%%
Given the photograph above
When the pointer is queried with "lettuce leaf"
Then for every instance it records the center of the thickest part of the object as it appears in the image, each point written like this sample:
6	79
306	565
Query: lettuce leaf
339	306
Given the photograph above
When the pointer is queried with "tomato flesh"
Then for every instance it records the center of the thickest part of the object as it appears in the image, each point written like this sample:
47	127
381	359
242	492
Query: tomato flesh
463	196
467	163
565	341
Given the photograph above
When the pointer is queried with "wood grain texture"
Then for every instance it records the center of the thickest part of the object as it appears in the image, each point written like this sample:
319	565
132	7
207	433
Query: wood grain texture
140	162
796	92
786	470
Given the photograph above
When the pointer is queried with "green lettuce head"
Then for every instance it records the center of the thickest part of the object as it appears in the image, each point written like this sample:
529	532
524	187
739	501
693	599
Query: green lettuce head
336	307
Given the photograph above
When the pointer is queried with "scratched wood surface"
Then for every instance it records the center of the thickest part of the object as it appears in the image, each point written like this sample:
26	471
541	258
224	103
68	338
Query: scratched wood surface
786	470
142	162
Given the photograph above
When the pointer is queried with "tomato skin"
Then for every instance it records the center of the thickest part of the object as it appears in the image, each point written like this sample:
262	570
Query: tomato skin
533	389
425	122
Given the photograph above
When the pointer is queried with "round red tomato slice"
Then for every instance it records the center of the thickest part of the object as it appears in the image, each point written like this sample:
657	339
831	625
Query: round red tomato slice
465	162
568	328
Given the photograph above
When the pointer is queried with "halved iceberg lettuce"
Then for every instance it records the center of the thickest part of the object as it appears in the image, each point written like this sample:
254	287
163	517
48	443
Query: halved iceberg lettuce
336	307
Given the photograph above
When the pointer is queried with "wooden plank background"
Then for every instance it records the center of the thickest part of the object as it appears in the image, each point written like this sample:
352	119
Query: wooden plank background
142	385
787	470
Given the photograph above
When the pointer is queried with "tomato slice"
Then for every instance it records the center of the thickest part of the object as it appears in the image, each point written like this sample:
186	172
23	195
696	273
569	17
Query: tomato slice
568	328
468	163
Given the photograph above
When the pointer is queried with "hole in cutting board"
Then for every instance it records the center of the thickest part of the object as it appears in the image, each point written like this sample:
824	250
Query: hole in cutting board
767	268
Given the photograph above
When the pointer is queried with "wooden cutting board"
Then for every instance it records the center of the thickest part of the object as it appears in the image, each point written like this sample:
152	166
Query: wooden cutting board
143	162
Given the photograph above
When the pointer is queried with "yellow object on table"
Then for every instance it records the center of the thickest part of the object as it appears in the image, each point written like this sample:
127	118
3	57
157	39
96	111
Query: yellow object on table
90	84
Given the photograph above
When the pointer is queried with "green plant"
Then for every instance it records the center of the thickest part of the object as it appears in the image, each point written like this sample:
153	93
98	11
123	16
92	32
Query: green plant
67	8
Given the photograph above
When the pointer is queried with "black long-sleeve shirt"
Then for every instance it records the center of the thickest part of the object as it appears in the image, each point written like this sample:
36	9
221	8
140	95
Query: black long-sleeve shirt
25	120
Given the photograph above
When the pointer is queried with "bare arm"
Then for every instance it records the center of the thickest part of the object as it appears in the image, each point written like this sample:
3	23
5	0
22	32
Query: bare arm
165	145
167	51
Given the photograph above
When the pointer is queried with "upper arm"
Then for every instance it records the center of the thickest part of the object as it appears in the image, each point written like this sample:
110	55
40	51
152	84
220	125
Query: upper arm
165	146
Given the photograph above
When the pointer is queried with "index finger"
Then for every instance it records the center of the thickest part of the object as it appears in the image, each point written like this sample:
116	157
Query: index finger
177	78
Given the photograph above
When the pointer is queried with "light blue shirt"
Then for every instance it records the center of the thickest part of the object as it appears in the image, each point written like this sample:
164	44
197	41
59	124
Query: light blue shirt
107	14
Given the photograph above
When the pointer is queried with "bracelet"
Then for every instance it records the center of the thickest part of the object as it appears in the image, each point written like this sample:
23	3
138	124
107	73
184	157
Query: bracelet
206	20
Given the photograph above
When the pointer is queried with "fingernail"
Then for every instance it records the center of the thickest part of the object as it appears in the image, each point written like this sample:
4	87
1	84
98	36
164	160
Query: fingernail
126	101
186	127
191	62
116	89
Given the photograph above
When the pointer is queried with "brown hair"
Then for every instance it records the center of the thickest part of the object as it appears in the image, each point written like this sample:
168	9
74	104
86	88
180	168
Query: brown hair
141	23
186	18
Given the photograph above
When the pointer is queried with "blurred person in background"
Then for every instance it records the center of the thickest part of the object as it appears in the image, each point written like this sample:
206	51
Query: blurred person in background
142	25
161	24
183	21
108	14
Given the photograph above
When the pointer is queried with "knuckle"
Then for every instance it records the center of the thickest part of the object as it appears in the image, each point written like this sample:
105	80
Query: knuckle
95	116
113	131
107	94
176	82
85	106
%%
§ **Task brief**: The listing above should be transcribed in full, exactly as written.

§ **Solution for this task**:
Given the photograph above
When the pointer is queried with "lettuce leaf"
Then for every instance it records the center of the thickest part of the object as it appears in the image, each point written like this sample:
6	79
306	565
Query: lettuce leaf
339	306
Given the photograph above
When the pointer is queried with "tomato flesh"
Then for every instance it records the center of the thickest part of the object as it appears in the image, each point written like this sample:
47	127
381	359
242	492
Query: tomato flesh
463	196
467	163
565	341
Given the photograph above
When the pointer is queried with "wood grain texture"
Then for every instance it records the center of the thickest part of the object as it appears in the image, each point written like this sample:
319	565
132	7
207	433
Query: wood grain texture
140	162
796	92
786	470
Given the photograph above
When the pointer is queried with "green lettuce head"
Then for every instance it records the center of the thickest part of the object as it appears in the image, each point written like this sample:
529	532
524	187
739	501
693	599
Query: green lettuce head
336	307
Given the photograph above
When the pointer is queried with "scratched wood surface"
Then for every instance it records the center of the thickest part of the object as it appears in the image, each point written like this sample:
26	471
541	258
224	103
68	338
Query: scratched wood surface
786	470
142	162
Given the photograph above
When the pointer is queried with "tomato skin"
Then for every instance it records the center of the thickest part of the object as it appears in the image, each point written like this sample:
262	570
Query: tomato skin
533	389
425	122
Given the photograph above
When the pointer is queried with "round red tomato slice"
Then for every instance it records the center of the thickest part of the object as it appears in the image, each point written like this sample:
657	339
831	625
Query: round red tomato slice
465	162
568	328
Given the photograph above
When the pointer is queried with "halved iceberg lettuce"
Then for every instance it records the center of the thickest part of the object as it appears in the image, each point written like this sample:
254	287
163	517
48	443
Query: halved iceberg lettuce
336	307
Given the photograph above
When the pointer is queried with "wooden plank background"
Then for every instance it records the center of the thickest part of the object as it appears in the image, each point written like this sample:
352	119
Query: wooden plank background
142	385
787	470
Given the photograph above
When the pointer is queried with "tomato slice"
Then for every instance it records the center of the thickest part of the object as it appears in the image, each point written like this sample:
186	172
23	195
696	273
569	17
Query: tomato slice
568	328
468	163
Given the photograph above
When the pointer is queried with "hole in cutting board"
Then for every instance it records the center of the thickest part of the object as it appears in the image, each point written like this sample:
824	250
Query: hole in cutting board
767	268
Given the photograph above
When the pointer is queried with "wooden cutting board"
Then for every instance it records the center of the thickest part of the object as it appears in the image, each point written like this sample:
152	166
Query: wooden cutting board
143	162
Given the photograph above
When the pointer is queried with "yellow object on table"
Then for every instance it records the center of the thickest part of the object as it appears in the image, each point written like this sample:
127	118
3	57
157	39
96	111
Query: yellow object on table
90	84
Given the photograph above
When the pointer is queried with "green plant"
Then for every instance it records the center of the thickest part of the object as it appears in the image, each point written like this sample:
153	93
98	11
123	16
92	32
Query: green plant
67	8
Given the photograph above
When the pointer is queried with "black long-sleeve shirt"
Then for every instance it records the center of the thickest part of the object as it appears in the image, each point written like this sample:
36	9
221	8
140	95
Query: black long-sleeve shirt
25	120
Given the photograph above
When the pointer is queried with "bare arm"
Then for every instance it records the center of the thickest part of the object as it appears in the image, each point written like this sample:
3	23
5	0
22	32
Query: bare arm
165	145
167	51
Given the photograph above
When the pointer is queried with "upper arm"
Then for every instance it records the center of the thickest part of the object as it appears in the image, each point written like this sample:
110	55
40	51
152	84
220	125
Query: upper arm
165	146
Given the photograph above
When the pointer is queried with "index finger"
Then for every instance it records the center of the thickest part of the object as it appears in the image, each point written like this sample:
116	157
Query: index finger
177	78
Given the photograph above
When the pointer is queried with "light blue shirt"
Then for every instance it records the center of the thickest part of the object as it appears in the image, each point written like this sample:
164	44
197	41
59	124
Query: light blue shirt
107	14
Given the photograph above
When the pointer is queried with "bracelet"
Then for every instance it records the center of the thickest part of the object as it appears in the image, each point written like this sample:
23	3
138	124
107	73
184	157
Query: bracelet
206	20
Given the photograph above
When the pointer is queried with "fingernail"
Then for every instance it records the center of the thickest part of the object as it appears in the image, each point written like this sample:
4	87
1	84
98	36
164	160
Query: fingernail
126	101
186	127
191	62
116	89
Given the photograph above
When the pointer is queried with "brown hair"
Then for every instance it records the center of the thickest part of the object as it appears in the image, each point written like this sample:
168	9
74	104
86	88
180	168
Query: brown hair
141	23
186	18
Given the photograph above
When the pointer is queried with "blurred person in background"
Then for every instance it records the center of the thickest part of the object as it appears in the image, each point written like this sample:
206	51
Query: blurred person in background
142	25
161	24
183	21
108	14
Given the photograph above
When the pointer is queried with "knuckle"
Then for every instance it records the center of the thickest part of the object as it appears in the image, each point written like this sample:
105	80
Query: knuckle
95	116
113	131
107	94
176	82
85	106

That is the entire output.